= TASK TO CARRY OUT =
In the material below, repeat only the lines from the one that holds "If you could mark the puppy" through the final line, exactly as they stand.

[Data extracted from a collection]
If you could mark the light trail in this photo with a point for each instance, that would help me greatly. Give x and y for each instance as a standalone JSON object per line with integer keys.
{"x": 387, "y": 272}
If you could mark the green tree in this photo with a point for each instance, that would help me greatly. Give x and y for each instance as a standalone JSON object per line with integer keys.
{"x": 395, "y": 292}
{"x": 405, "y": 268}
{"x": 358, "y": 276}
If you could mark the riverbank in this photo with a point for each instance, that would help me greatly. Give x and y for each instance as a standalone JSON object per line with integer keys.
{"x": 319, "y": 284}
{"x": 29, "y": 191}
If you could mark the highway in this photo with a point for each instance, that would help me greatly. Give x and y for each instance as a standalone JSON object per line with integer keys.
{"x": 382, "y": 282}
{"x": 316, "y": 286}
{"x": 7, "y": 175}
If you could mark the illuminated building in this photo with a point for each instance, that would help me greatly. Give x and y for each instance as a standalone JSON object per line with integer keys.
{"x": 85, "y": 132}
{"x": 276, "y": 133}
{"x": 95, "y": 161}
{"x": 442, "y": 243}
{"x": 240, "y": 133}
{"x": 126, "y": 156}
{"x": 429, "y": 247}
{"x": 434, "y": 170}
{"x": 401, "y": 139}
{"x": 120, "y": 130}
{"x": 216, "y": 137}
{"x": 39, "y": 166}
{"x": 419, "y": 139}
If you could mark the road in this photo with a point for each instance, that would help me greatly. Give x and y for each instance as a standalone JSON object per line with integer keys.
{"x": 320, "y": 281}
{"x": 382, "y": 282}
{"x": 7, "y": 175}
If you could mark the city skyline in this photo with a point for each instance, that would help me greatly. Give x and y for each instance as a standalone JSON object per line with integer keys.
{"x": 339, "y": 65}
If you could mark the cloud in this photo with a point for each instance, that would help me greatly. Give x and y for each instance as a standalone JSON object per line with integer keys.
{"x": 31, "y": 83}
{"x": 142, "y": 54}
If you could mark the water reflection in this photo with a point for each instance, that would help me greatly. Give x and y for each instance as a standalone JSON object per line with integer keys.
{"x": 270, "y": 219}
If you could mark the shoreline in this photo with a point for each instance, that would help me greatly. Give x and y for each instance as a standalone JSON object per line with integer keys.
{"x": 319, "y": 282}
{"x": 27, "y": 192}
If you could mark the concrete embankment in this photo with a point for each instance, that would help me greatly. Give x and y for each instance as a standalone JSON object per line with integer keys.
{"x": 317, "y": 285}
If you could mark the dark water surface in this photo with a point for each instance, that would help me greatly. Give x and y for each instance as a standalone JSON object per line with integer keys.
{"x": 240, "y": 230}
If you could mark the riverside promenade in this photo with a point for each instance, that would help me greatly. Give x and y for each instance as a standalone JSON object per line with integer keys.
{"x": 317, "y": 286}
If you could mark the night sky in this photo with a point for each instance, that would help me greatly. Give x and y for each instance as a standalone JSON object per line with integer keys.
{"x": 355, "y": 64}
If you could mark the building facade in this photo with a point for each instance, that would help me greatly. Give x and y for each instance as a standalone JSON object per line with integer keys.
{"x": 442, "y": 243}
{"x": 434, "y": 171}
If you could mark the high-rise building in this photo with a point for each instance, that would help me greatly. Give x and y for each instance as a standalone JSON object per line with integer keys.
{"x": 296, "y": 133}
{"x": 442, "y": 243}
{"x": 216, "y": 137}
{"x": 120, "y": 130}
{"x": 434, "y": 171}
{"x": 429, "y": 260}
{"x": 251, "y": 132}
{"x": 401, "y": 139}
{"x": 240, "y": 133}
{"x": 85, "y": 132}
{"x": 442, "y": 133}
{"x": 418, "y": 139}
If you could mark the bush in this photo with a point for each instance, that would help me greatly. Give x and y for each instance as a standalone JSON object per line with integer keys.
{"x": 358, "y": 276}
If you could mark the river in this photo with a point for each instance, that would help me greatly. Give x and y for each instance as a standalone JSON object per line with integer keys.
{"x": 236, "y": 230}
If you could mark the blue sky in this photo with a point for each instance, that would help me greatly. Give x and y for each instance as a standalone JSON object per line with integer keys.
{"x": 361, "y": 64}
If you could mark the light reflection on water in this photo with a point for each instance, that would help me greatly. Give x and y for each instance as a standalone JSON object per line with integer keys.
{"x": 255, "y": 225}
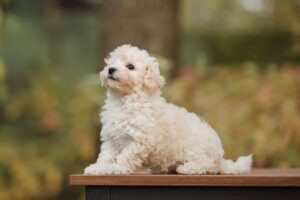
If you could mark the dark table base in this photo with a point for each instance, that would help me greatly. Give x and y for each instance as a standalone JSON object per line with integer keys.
{"x": 190, "y": 193}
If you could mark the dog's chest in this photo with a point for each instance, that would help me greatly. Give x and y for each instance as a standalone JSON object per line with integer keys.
{"x": 124, "y": 123}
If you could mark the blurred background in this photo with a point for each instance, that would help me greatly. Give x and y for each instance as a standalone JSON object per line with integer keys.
{"x": 234, "y": 62}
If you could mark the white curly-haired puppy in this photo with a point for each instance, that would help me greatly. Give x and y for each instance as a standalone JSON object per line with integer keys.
{"x": 139, "y": 128}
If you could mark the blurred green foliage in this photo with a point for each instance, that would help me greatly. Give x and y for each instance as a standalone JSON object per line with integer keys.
{"x": 237, "y": 78}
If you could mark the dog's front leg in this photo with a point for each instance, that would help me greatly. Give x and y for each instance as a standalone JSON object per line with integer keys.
{"x": 104, "y": 161}
{"x": 129, "y": 159}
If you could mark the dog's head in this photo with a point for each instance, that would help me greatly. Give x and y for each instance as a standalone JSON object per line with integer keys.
{"x": 129, "y": 69}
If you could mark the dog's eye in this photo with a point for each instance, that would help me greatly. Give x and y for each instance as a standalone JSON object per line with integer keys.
{"x": 130, "y": 67}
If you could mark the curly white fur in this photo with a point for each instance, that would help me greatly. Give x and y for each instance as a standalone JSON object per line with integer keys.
{"x": 139, "y": 128}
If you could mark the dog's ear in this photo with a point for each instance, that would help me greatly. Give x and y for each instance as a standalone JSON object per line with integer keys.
{"x": 153, "y": 80}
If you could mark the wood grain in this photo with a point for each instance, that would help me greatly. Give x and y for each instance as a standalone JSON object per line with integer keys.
{"x": 258, "y": 177}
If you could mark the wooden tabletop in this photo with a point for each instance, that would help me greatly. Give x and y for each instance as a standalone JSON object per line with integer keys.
{"x": 258, "y": 177}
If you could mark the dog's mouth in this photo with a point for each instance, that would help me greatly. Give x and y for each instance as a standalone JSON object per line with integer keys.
{"x": 113, "y": 78}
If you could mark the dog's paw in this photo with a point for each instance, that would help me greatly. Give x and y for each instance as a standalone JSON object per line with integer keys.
{"x": 92, "y": 169}
{"x": 188, "y": 169}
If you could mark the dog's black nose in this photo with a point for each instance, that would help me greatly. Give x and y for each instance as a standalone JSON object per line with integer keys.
{"x": 111, "y": 70}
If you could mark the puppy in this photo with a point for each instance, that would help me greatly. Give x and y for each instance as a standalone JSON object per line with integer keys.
{"x": 139, "y": 128}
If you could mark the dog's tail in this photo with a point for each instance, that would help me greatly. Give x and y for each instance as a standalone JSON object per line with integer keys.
{"x": 241, "y": 166}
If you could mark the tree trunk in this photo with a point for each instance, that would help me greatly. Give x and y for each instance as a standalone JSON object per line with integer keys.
{"x": 148, "y": 24}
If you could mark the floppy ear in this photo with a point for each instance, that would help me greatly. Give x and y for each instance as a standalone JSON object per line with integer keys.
{"x": 153, "y": 80}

= THE ANSWER =
If you could mark the puppy in this photo with a point for each instance, that would help me greatly. Give x and y for each instance as a standalone JSON object per line with integer keys.
{"x": 139, "y": 128}
If you could mark the dog's tail in this photo with a point for each instance, that would help me greatly. Give x and y for each instance as a standalone JSON object per line with integer keys.
{"x": 241, "y": 166}
If you could mark the tree trunk in this photo with a point for each instance, that would help me greatly. Give x and y for each instance as a standalone JSON object per line with integer keys.
{"x": 148, "y": 24}
If you could mark the floppy ear in this photo with a point for each instance, that would help me greatly. Give x and y for each instance as a standalone JSON object per line with integer keys.
{"x": 153, "y": 80}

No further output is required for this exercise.